_Verilen Metin_
————————
Tweet attı diye evi basılan ünlü gazeteci Sedef Kabaş, "Benim üzüldüğüm nokta şu. Koskoca bir Cumhuriyet savcısının Türkiye’de bu kadar yolsuzluk hukuksuzluk, usulsüzlük, gasp, şiddet, cinayet, hırsızlık varken bizim gibi vatandaşlarla uğraşıyor olması" dedi.


Bir ay önce attığı yolsuzluk tweeti yüzünden, evine sabah vakti baskın yapılarak gözaltına alınan daha sonra serbest bırakılan gazeteci Sedef Kabaş, attığı tweet’in arkasında olduğunu açıkladı. Kabaş şöyle konuştu: “Bana hep soruyorlar. Korktunuz mu üzüldünüz mü? Benim üzüldüğüm nokta şu.
ŞİDDET, CİNAYET VARKEN
Koskoca bir İstanbul Cumhuriyet savcısını Türkiye’de bu kadar yolsuzluk hukuksuzluk, usulsüzlük, gasp, şiddet, cinayet, hırsızlık var iken bizim gibi vatandaşlarla uğraşıyor olması. Gerçekten Türkiye açısından zaman ve enerji kaybı. Türkiye’nin sadece bunlardan dolayı zaman kaybetmesi üzdü beni. Çünkü dün o kadar polis savcı hakim gazeteci benim işimle meşgul oldu. Oysa ki Türkiye’nin bugün başka şeyleri konuşuyor olması gerekirdi.”
CİHAZLARA EL KOYDULAR
Önceki sabah polisleri kapısının önünde görünce şaşırdığını anlatan Kabaş, şöyle devam etti: “Polisleri kapımın önünde görünce insan şaşırıyor doğal olarak. Tabii polislere sorup, niçin geldiklerini öğrendim. Zaten beni bilerek tanıyarak gelmişler. Evime davet ettim. Çay yaptım onlara. Gayet nazik insanlardı. İstedikleri gibi arama yapabileceklerini söyledim. Tabii elektronik cihazlara el koydular.
————————
_Veri Bölümü_
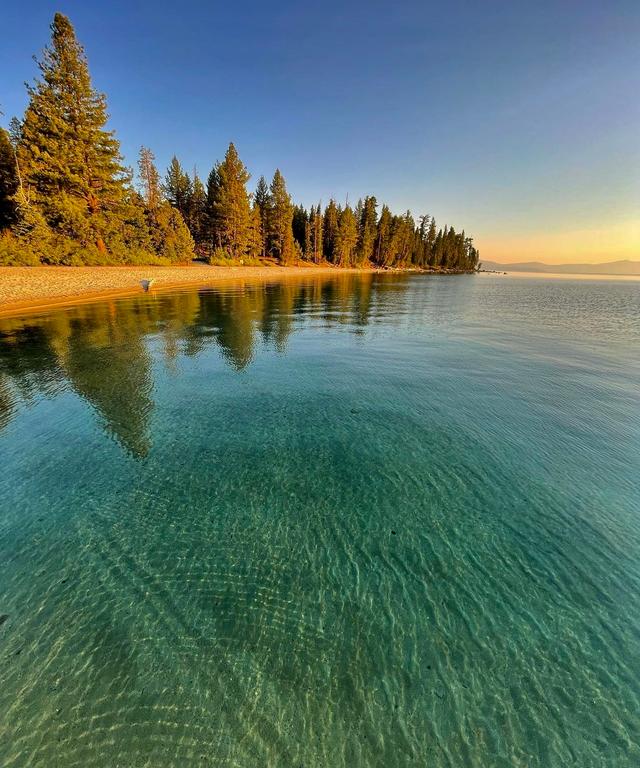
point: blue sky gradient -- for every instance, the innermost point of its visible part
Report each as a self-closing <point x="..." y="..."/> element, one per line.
<point x="518" y="121"/>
————————
_Yapılacak İş_
Gazeteci Sedef Kabaş hakkındaki haberde "Tweet attı diye" sözleriyle başlayıp "mü? Benim üzüldüğüm nokta şu." sözleri de dahil olmak üzere orada biten kısmı harfi harfine yazıya geçiriniz.

_Görev Çıktısı_
Tweet attı diye evi basılan ünlü gazeteci Sedef Kabaş, "Benim üzüldüğüm nokta şu. Koskoca bir Cumhuriyet savcısının Türkiye’de bu kadar yolsuzluk hukuksuzluk, usulsüzlük, gasp, şiddet, cinayet, hırsızlık varken bizim gibi vatandaşlarla uğraşıyor olması" dedi.


Bir ay önce attığı yolsuzluk tweeti yüzünden, evine sabah vakti baskın yapılarak gözaltına alınan daha sonra serbest bırakılan gazeteci Sedef Kabaş, attığı tweet’in arkasında olduğunu açıkladı. Kabaş şöyle konuştu: “Bana hep soruyorlar. Korktunuz mu üzüldünüz mü? Benim üzüldüğüm nokta şu.